• **Action item**:
Answer these questions using the Vayishlach commentary below:
(a) During casual conversations, what was the writer often asked about their work?
(b) What does the writer say they fall prey to many times a day?
(c) Which verse does the commentary cite for the statement that Jacob was greatly frightened and distressed?

• **Given passage**:
──────

Vayishlach
Genesis 32:4-36:43
Hosea 11:7-12:12
Obadiah 1:1-21

For years I spent most of my workday among people facing serious illness, their loved ones and their care providers. During those years, in casual conversations I was often asked why I did this work. “Isn’t it hard? Don’t you get depressed?”

I often answered that working with the ill and their loved ones was an extraordinary teaching about the preciousness of life. Partly in jest, I would sometimes say to myself that I hoped someday to be able to treasure life just as much even without daily exposure to human mortality in its starkest form.

In recent years, I have had that opportunity. Since weeks now pass when I am not called to a hospital room, I must find ways to sustain my consciousness of the preciousness and fragility of life in other ways. And it is not easy. Many times a day, if the truth be told, I forget what is most important in life, and I fall prey to petty concerns that would be completely washed away in a moment should a phone call inform me that it was time once again to look mortality squarely in the face.

In this week’s parashah, Jacob prepares to return home to face the consequences of his devious behavior toward his brother Esau, who may well — after 20 years’ time — still be seething with murderous rage. The text tells us, “Jacob was greatly frightened and distressed” (Genesis 32:8), and he proceeded to divide his loved ones and his animals into two camps, so that if one would be attacked, at least the other might be spared. Jacob was left alone in the night to wrestle with a dark figure, perhaps his own demons, with whom he had to do battle now, before he could go forward with his journey.

──────

Items in a dataset
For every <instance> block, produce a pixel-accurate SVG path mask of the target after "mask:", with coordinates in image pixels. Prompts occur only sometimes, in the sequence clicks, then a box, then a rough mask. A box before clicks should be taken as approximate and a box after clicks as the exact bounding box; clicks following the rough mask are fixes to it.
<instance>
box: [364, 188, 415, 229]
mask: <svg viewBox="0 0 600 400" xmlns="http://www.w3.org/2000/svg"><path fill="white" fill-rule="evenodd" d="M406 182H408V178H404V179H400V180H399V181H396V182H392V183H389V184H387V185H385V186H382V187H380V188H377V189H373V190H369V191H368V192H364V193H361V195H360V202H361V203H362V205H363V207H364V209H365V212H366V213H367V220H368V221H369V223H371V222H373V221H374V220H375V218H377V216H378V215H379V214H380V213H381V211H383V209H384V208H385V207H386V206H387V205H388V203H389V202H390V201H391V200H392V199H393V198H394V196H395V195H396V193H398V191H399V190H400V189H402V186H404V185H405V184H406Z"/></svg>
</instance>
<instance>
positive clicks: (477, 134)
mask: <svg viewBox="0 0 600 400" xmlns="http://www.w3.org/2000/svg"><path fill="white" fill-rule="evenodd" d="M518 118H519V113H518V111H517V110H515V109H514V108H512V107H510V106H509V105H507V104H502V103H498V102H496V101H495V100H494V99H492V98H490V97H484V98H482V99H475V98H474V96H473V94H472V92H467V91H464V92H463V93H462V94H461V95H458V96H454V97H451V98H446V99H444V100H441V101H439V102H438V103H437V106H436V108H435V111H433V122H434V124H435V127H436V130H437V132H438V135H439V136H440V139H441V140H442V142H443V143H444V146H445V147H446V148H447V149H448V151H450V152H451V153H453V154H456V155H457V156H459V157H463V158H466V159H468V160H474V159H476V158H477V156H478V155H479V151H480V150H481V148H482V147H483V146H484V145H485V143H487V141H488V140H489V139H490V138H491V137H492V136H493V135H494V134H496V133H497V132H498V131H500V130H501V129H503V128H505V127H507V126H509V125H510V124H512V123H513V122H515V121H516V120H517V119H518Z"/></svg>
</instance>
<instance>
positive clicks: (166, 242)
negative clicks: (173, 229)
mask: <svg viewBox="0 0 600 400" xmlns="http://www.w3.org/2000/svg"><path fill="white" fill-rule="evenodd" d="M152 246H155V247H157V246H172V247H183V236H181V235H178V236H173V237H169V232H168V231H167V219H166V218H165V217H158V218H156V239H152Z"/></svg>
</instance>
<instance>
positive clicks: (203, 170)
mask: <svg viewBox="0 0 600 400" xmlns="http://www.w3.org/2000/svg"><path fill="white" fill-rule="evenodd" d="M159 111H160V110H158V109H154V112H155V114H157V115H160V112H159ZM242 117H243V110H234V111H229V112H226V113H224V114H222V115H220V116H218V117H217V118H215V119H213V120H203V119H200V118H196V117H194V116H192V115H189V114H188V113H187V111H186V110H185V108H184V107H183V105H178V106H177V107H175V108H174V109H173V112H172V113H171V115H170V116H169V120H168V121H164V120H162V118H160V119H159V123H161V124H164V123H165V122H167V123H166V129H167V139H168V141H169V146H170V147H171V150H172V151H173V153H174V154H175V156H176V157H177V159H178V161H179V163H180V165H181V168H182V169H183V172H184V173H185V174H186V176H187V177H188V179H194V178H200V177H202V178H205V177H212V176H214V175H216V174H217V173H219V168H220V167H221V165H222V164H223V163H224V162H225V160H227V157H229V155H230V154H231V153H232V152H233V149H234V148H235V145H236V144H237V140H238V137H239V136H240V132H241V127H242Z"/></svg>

──────

• **Worked solution**:
(a) The writer was often asked why they did this work.
(b) The writer falls prey to petty concerns.
(c) The commentary cites Genesis 32:8.